Update the part of the listing below that opens with the line containing "For every instance of the blue water" and runs through the end of the listing by replacing "thickest part" with "widest part" and keeping everything else unchanged. Leave the pictures out of your answer.

[BEGIN Record set]

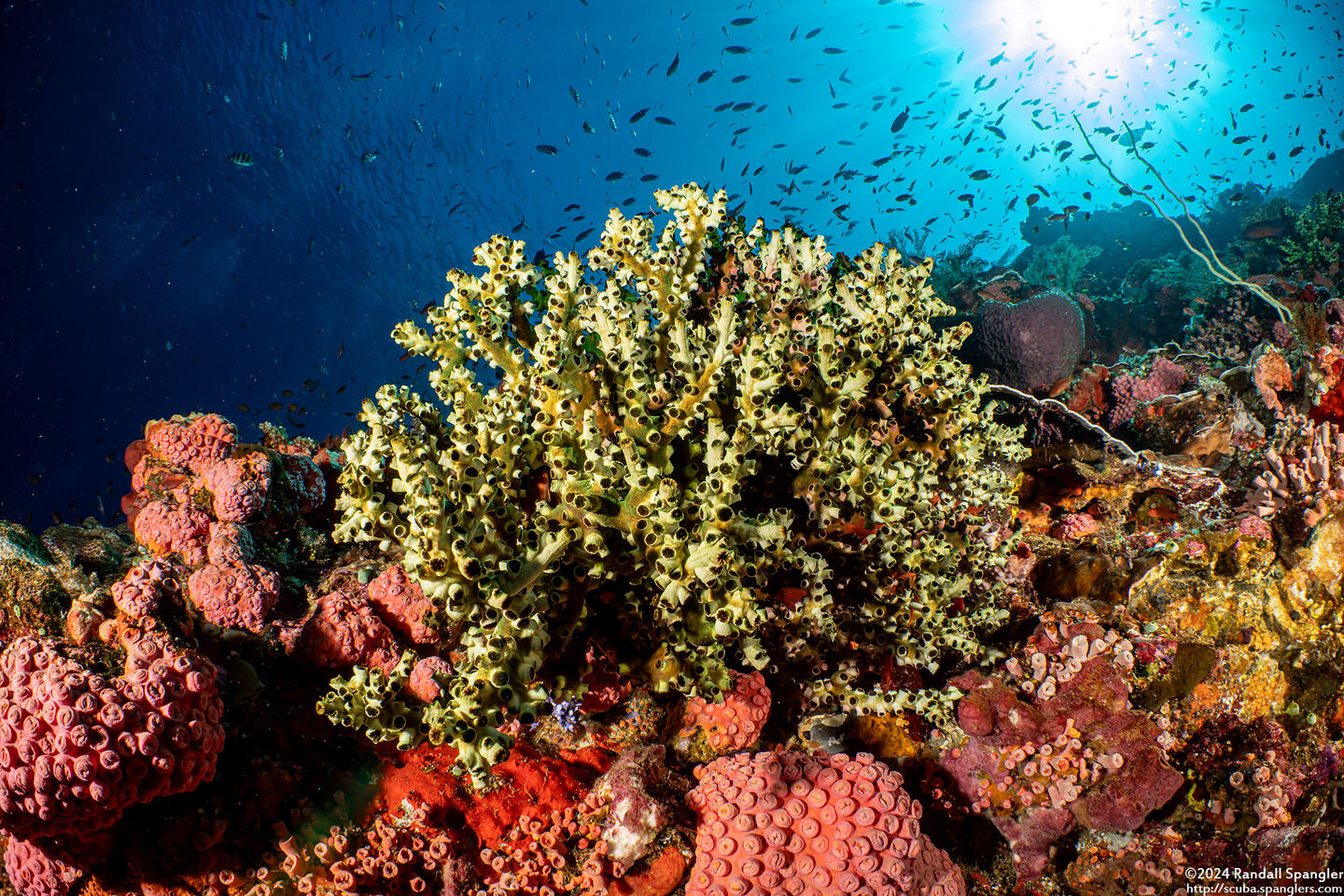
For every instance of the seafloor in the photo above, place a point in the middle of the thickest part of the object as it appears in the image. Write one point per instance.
(720, 571)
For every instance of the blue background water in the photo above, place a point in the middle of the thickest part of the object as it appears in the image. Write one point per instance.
(144, 274)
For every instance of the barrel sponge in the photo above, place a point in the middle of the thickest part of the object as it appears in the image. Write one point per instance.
(77, 749)
(785, 822)
(1029, 345)
(232, 594)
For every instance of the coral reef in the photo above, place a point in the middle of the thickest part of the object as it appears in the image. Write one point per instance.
(721, 575)
(1060, 265)
(619, 467)
(788, 822)
(1029, 345)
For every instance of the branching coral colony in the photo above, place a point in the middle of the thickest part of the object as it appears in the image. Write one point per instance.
(722, 448)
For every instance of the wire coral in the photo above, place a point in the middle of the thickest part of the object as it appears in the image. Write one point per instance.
(671, 442)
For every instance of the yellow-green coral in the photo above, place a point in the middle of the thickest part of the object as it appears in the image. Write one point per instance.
(708, 421)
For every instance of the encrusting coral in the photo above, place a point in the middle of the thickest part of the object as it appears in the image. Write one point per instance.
(730, 445)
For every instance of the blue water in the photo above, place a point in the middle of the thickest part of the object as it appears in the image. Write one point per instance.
(146, 274)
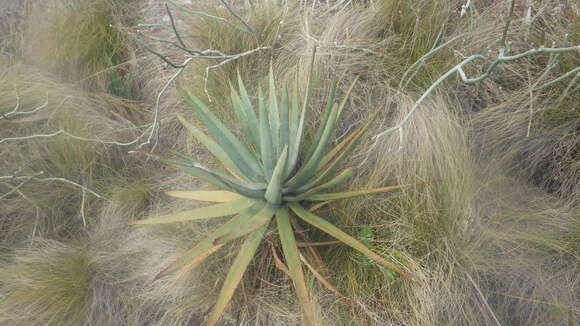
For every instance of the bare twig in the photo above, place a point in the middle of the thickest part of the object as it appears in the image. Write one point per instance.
(227, 60)
(36, 177)
(16, 112)
(459, 69)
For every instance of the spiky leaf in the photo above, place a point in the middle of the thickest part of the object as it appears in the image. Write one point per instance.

[END Record set]

● **Task answer**
For every instance of the blue water in the photo above, place a point in the middle of the widest part of the object as it appears in the image. Write one point per instance.
(146, 274)
For every instance of the bare twig in the photo above, place a point in the middle of the widest part of the object as it appears in the image. Write one point per instance.
(227, 60)
(36, 177)
(16, 112)
(459, 69)
For every instance of the spiky leaf in the photo above, place a point in the middle of the widest part of the object as it appears in the image. Write one point per instance.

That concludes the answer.